▶ EXERCISE: Extract every line in the data below that contains the string "stripe" and copy each one verbatim.

+ + + +

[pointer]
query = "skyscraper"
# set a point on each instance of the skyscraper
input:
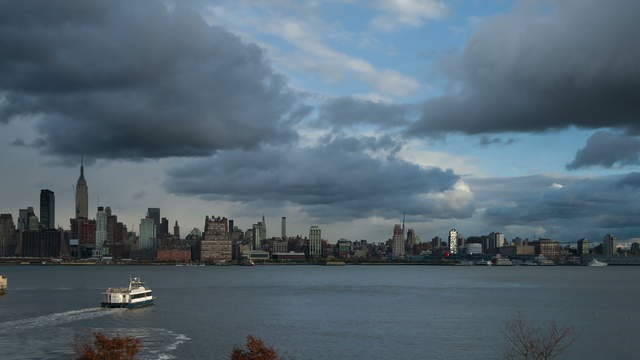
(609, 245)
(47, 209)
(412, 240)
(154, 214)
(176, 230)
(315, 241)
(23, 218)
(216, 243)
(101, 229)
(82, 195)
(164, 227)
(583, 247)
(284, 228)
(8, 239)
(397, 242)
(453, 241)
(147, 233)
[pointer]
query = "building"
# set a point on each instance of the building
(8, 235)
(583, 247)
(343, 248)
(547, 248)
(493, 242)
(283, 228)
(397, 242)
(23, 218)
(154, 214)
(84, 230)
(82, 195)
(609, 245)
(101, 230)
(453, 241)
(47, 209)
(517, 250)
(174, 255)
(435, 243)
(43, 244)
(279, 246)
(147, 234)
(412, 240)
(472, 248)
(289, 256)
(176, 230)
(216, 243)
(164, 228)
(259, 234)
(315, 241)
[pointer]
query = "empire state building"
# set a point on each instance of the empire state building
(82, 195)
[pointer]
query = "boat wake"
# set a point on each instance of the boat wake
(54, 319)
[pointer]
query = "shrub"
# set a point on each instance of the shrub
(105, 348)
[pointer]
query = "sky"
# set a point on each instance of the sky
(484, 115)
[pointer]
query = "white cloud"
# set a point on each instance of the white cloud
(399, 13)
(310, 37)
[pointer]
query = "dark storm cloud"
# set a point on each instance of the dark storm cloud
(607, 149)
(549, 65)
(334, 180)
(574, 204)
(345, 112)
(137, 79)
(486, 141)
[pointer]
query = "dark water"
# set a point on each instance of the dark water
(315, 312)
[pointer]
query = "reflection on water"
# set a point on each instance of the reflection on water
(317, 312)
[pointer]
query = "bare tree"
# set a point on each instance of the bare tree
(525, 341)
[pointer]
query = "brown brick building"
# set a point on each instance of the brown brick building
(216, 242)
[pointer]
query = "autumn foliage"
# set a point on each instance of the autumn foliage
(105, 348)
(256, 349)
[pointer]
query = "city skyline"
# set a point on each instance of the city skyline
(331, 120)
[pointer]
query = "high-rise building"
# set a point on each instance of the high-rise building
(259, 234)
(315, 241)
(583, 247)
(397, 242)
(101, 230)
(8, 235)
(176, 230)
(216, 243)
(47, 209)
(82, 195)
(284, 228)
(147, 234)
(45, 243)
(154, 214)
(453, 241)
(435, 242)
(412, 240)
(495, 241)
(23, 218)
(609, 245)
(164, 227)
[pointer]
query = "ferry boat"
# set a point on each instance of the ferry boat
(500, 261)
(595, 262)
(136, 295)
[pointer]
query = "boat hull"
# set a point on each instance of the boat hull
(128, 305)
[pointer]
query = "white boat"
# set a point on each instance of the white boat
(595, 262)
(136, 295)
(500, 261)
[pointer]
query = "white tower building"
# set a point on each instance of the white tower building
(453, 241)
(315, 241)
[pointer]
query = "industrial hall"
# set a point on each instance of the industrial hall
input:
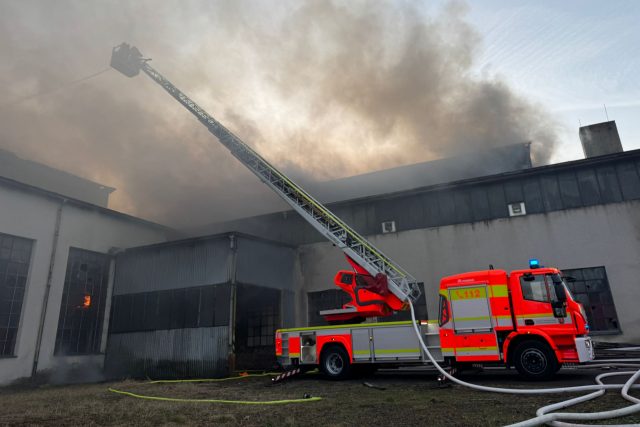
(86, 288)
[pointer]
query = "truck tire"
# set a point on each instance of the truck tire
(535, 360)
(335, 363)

+ + + +

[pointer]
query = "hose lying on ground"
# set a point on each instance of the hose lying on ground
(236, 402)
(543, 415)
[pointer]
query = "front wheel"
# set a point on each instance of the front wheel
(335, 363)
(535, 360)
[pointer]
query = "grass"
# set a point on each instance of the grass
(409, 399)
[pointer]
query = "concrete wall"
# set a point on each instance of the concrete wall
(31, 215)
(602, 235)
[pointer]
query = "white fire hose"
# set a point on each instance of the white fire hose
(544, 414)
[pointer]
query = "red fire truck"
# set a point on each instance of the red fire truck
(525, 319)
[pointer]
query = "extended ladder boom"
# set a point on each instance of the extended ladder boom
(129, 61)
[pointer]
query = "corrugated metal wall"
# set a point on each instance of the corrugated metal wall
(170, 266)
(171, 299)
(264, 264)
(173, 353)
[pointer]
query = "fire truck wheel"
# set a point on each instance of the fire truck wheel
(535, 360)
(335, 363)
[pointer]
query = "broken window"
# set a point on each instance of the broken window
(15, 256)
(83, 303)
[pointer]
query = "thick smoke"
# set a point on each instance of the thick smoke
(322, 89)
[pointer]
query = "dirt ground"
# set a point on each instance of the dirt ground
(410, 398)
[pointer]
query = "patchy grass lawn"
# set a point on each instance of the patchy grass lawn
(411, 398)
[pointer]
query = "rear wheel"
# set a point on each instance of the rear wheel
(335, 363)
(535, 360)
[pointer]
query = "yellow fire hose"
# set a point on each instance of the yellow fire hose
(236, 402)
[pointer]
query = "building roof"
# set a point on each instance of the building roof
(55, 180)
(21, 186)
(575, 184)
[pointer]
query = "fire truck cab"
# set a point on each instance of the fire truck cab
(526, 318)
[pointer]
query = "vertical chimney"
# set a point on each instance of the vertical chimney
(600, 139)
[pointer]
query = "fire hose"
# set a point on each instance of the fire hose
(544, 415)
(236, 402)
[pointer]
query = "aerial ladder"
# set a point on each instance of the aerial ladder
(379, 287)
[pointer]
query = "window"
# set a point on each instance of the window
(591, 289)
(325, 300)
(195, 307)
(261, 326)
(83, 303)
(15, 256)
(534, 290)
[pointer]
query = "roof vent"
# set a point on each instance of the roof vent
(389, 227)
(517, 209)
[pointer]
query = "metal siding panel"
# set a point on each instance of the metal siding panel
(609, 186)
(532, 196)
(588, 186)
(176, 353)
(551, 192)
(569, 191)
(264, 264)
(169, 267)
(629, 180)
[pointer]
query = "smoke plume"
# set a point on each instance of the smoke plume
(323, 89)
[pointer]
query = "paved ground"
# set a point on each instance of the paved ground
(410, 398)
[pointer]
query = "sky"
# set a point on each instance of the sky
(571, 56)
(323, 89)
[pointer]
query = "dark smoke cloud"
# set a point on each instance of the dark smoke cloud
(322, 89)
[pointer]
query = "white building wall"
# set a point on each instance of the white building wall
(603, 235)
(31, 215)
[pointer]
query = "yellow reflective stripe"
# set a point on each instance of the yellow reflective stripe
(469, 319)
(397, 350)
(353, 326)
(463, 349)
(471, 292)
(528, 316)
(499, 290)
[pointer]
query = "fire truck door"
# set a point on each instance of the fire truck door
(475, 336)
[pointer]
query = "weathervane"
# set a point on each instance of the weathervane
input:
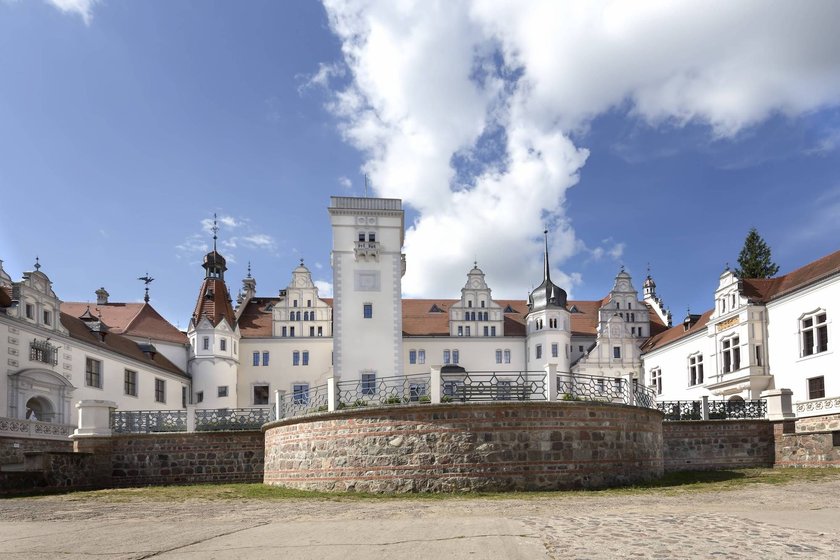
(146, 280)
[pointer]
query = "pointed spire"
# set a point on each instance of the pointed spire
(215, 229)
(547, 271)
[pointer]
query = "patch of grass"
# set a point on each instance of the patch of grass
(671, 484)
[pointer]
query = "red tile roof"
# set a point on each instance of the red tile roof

+ + + +

▶ OUTPUT OF THE TASK:
query = "yellow reflective stripe"
# set a point on each instance of the yellow reflective stripe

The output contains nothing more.